(Exercise instructions): What is needed is a verbatim copy of all the records.

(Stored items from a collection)
____________

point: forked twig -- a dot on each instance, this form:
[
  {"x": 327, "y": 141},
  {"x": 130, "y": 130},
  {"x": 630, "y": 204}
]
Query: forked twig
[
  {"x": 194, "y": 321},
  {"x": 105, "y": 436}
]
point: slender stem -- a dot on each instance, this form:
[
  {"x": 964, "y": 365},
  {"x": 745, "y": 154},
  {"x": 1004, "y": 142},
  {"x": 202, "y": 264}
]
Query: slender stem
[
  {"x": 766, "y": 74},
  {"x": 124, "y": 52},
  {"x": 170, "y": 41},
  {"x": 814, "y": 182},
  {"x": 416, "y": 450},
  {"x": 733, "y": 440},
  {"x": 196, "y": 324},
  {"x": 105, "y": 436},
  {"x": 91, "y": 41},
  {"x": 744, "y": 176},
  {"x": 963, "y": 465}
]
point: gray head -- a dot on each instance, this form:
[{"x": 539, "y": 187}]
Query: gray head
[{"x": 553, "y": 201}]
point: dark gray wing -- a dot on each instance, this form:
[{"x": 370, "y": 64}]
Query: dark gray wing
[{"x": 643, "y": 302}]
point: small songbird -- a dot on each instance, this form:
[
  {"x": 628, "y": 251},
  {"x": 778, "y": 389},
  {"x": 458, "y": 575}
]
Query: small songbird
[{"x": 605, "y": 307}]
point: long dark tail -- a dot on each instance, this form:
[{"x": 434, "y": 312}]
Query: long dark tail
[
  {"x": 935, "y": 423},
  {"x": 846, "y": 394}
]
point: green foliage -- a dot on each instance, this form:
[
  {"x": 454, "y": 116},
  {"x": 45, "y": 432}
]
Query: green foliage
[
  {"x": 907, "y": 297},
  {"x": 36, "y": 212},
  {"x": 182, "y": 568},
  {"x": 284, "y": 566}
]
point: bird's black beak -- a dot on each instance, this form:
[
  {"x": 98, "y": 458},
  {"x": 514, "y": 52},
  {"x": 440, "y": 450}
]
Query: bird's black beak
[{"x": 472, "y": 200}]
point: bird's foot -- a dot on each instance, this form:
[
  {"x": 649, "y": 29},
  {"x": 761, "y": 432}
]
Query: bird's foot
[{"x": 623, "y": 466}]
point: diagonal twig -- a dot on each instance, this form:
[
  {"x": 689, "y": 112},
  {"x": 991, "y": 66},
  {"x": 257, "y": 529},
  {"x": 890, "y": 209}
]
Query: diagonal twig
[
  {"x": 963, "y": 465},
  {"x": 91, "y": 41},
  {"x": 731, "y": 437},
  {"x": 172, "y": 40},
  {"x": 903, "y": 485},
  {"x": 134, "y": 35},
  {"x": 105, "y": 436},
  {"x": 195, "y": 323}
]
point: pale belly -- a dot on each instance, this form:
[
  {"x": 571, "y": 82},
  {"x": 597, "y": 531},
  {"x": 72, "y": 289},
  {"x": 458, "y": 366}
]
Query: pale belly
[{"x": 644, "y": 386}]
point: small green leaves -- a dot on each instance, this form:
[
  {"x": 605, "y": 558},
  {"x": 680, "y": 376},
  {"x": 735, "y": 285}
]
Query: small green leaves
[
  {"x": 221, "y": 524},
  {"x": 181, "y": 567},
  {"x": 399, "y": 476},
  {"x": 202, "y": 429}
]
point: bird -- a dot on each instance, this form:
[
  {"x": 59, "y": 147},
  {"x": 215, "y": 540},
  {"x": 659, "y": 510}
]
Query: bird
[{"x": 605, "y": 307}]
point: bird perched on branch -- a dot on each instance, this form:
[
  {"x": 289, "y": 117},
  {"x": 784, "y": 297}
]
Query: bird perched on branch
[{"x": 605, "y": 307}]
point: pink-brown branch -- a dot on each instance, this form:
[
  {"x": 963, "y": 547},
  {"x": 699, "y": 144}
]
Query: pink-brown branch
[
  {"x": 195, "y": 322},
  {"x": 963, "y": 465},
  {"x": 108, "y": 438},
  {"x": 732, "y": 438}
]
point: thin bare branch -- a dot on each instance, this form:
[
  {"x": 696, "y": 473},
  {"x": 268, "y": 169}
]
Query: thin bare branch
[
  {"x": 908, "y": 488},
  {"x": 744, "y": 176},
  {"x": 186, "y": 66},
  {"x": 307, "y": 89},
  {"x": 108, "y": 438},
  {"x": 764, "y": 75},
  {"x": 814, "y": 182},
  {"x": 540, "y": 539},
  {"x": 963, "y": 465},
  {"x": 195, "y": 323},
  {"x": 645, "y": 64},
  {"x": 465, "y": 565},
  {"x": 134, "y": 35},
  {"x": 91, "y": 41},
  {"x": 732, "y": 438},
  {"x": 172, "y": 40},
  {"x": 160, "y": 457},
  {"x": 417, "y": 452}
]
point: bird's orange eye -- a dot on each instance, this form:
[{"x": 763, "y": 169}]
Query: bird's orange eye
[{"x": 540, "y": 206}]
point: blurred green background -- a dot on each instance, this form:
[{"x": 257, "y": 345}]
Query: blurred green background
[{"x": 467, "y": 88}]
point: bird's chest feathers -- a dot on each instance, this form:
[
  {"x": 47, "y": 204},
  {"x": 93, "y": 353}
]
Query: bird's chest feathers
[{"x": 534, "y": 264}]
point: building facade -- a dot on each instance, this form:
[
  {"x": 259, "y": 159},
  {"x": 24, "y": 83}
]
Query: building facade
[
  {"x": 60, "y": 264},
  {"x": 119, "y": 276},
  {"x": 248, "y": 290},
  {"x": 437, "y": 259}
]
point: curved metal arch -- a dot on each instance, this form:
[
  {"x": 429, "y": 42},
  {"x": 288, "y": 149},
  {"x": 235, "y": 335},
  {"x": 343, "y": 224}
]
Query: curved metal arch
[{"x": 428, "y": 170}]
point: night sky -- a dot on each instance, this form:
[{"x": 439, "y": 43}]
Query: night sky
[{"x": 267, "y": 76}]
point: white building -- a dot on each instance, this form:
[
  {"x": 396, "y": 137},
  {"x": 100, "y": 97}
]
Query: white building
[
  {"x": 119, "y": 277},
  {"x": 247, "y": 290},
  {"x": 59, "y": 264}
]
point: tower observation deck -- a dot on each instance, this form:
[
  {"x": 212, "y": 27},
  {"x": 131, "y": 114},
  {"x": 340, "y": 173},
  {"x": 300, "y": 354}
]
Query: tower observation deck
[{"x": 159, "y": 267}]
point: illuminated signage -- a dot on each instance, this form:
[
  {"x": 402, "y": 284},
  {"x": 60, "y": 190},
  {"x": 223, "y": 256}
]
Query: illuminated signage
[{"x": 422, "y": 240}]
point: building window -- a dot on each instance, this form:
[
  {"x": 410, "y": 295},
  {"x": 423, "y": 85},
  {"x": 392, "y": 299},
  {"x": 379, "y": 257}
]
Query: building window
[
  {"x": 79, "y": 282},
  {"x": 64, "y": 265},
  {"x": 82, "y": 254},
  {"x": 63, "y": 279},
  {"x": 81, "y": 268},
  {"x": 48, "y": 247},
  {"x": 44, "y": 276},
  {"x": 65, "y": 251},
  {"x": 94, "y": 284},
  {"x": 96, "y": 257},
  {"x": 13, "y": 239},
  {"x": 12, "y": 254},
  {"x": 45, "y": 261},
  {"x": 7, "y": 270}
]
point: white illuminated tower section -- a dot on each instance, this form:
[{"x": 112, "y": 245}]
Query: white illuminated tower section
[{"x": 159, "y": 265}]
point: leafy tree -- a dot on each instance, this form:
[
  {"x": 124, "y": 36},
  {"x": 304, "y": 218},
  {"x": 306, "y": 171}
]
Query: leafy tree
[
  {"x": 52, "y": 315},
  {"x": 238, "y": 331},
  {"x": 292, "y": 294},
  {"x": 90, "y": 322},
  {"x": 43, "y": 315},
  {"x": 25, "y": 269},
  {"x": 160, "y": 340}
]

____________

(The completed task):
point: forked twig -- a dot on each instance, this form:
[
  {"x": 327, "y": 141},
  {"x": 130, "y": 130},
  {"x": 630, "y": 204}
]
Query: forked twig
[
  {"x": 194, "y": 321},
  {"x": 105, "y": 436}
]
point: slender stem -- a dot on each instance, this form:
[
  {"x": 964, "y": 365},
  {"x": 745, "y": 154},
  {"x": 1004, "y": 142},
  {"x": 202, "y": 264}
]
Query: slender stem
[
  {"x": 766, "y": 74},
  {"x": 124, "y": 52},
  {"x": 170, "y": 41},
  {"x": 814, "y": 182},
  {"x": 416, "y": 450},
  {"x": 733, "y": 440},
  {"x": 196, "y": 324},
  {"x": 105, "y": 436},
  {"x": 91, "y": 41},
  {"x": 744, "y": 176},
  {"x": 963, "y": 465}
]
point: gray head -- a dot on each instance, this form:
[{"x": 539, "y": 187}]
Query: gray head
[{"x": 553, "y": 201}]
point: dark gray wing -- a dot on each instance, this form:
[{"x": 370, "y": 64}]
Query: dark gray wing
[{"x": 643, "y": 302}]
point: small songbird -- a dot on each instance, this form:
[
  {"x": 628, "y": 251},
  {"x": 778, "y": 389},
  {"x": 458, "y": 575}
]
Query: small songbird
[{"x": 605, "y": 307}]
point: long dark tail -- a dot on each instance, this form:
[{"x": 434, "y": 312}]
Query: long dark tail
[
  {"x": 935, "y": 423},
  {"x": 846, "y": 394}
]
point: green foliage -- a dot on each instance, this form:
[
  {"x": 454, "y": 116},
  {"x": 45, "y": 432}
]
Query: green foliage
[
  {"x": 907, "y": 297},
  {"x": 36, "y": 212},
  {"x": 182, "y": 568},
  {"x": 284, "y": 566}
]
point: bird's black beak -- a dot on each instance, this form:
[
  {"x": 98, "y": 458},
  {"x": 514, "y": 52},
  {"x": 440, "y": 450}
]
Query: bird's black beak
[{"x": 472, "y": 200}]
point: bird's foot -- a dot on each instance, this form:
[
  {"x": 649, "y": 29},
  {"x": 761, "y": 432}
]
Query: bird's foot
[{"x": 623, "y": 466}]
point: diagonal twig -- a dot on each instance, this form:
[
  {"x": 689, "y": 112},
  {"x": 991, "y": 66},
  {"x": 257, "y": 529},
  {"x": 890, "y": 209}
]
Query: diagonal twig
[
  {"x": 963, "y": 465},
  {"x": 91, "y": 41},
  {"x": 731, "y": 437},
  {"x": 172, "y": 40},
  {"x": 903, "y": 485},
  {"x": 134, "y": 35},
  {"x": 105, "y": 436},
  {"x": 195, "y": 323}
]
point: pale belly -- a dot on each instance, this form:
[
  {"x": 571, "y": 82},
  {"x": 597, "y": 531},
  {"x": 72, "y": 289},
  {"x": 458, "y": 366}
]
Query: pale belly
[{"x": 644, "y": 386}]
point: small green leaves -- a dot on each instance, this form:
[
  {"x": 605, "y": 558},
  {"x": 680, "y": 376},
  {"x": 735, "y": 285}
]
Query: small green leaves
[
  {"x": 221, "y": 524},
  {"x": 181, "y": 567},
  {"x": 399, "y": 476},
  {"x": 202, "y": 429}
]
point: bird -- a dot on each instance, this form:
[
  {"x": 59, "y": 147},
  {"x": 215, "y": 540},
  {"x": 659, "y": 510}
]
Query: bird
[{"x": 605, "y": 307}]
point: bird perched on branch -- a dot on each instance, this form:
[
  {"x": 289, "y": 117},
  {"x": 784, "y": 297}
]
Query: bird perched on branch
[{"x": 605, "y": 307}]
point: pink-brown branch -- a dot on each instance, this form:
[
  {"x": 963, "y": 547},
  {"x": 699, "y": 144}
]
Query: pink-brown branch
[
  {"x": 195, "y": 322},
  {"x": 963, "y": 465},
  {"x": 108, "y": 438},
  {"x": 732, "y": 438}
]
point: thin bare branch -- a dot on each instance, this form:
[
  {"x": 696, "y": 473},
  {"x": 268, "y": 169}
]
Query: thin bare branch
[
  {"x": 908, "y": 488},
  {"x": 744, "y": 176},
  {"x": 186, "y": 66},
  {"x": 307, "y": 89},
  {"x": 108, "y": 438},
  {"x": 764, "y": 75},
  {"x": 814, "y": 182},
  {"x": 540, "y": 539},
  {"x": 963, "y": 465},
  {"x": 195, "y": 323},
  {"x": 645, "y": 64},
  {"x": 465, "y": 565},
  {"x": 134, "y": 35},
  {"x": 91, "y": 41},
  {"x": 732, "y": 438},
  {"x": 172, "y": 40},
  {"x": 160, "y": 457},
  {"x": 417, "y": 452}
]
point: bird's orange eye -- a dot on each instance, this form:
[{"x": 763, "y": 169}]
Query: bird's orange eye
[{"x": 540, "y": 206}]
point: blurred green background -- a dot on each instance, this form:
[{"x": 257, "y": 345}]
Query: blurred green background
[{"x": 467, "y": 88}]
point: bird's chest feathers -- a dot on each instance, this form:
[
  {"x": 47, "y": 204},
  {"x": 93, "y": 353}
]
Query: bird's chest feathers
[{"x": 534, "y": 264}]
point: building facade -- a dot on each instance, this form:
[
  {"x": 259, "y": 159},
  {"x": 24, "y": 83}
]
Query: building facade
[
  {"x": 60, "y": 264},
  {"x": 119, "y": 276},
  {"x": 248, "y": 290},
  {"x": 437, "y": 259}
]
point: curved metal arch -- a dot on each instance, this form:
[
  {"x": 429, "y": 42},
  {"x": 288, "y": 149},
  {"x": 235, "y": 335},
  {"x": 343, "y": 224}
]
Query: curved metal arch
[{"x": 428, "y": 170}]
point: night sky -- a dot on each instance, this form:
[{"x": 439, "y": 43}]
Query: night sky
[{"x": 267, "y": 76}]
point: white building -- a dot on each instance, this form:
[
  {"x": 396, "y": 137},
  {"x": 100, "y": 97}
]
Query: white building
[
  {"x": 119, "y": 277},
  {"x": 247, "y": 290},
  {"x": 59, "y": 264}
]
point: tower observation deck -- a dot on each instance, this form:
[
  {"x": 212, "y": 27},
  {"x": 131, "y": 114},
  {"x": 340, "y": 173},
  {"x": 300, "y": 354}
]
Query: tower observation deck
[{"x": 159, "y": 267}]
point: illuminated signage -- a dot on each instance, this form:
[
  {"x": 402, "y": 284},
  {"x": 60, "y": 190},
  {"x": 223, "y": 256}
]
Query: illuminated signage
[{"x": 422, "y": 240}]
point: building window -- a dot on each instance, this form:
[
  {"x": 410, "y": 295},
  {"x": 423, "y": 85},
  {"x": 392, "y": 299},
  {"x": 379, "y": 257}
]
Query: building window
[
  {"x": 79, "y": 282},
  {"x": 64, "y": 265},
  {"x": 82, "y": 254},
  {"x": 63, "y": 279},
  {"x": 81, "y": 268},
  {"x": 48, "y": 247},
  {"x": 44, "y": 276},
  {"x": 65, "y": 251},
  {"x": 94, "y": 284},
  {"x": 96, "y": 257},
  {"x": 13, "y": 239},
  {"x": 12, "y": 254},
  {"x": 45, "y": 261},
  {"x": 7, "y": 270}
]
point: white illuminated tower section -- a dot on each instance, this form:
[{"x": 112, "y": 245}]
Query: white illuminated tower section
[{"x": 159, "y": 265}]
point: leafy tree -- a dot on each instance, this form:
[
  {"x": 124, "y": 36},
  {"x": 304, "y": 218},
  {"x": 306, "y": 171}
]
Query: leafy tree
[
  {"x": 52, "y": 315},
  {"x": 238, "y": 331},
  {"x": 292, "y": 294},
  {"x": 90, "y": 322},
  {"x": 43, "y": 315},
  {"x": 25, "y": 269},
  {"x": 160, "y": 340}
]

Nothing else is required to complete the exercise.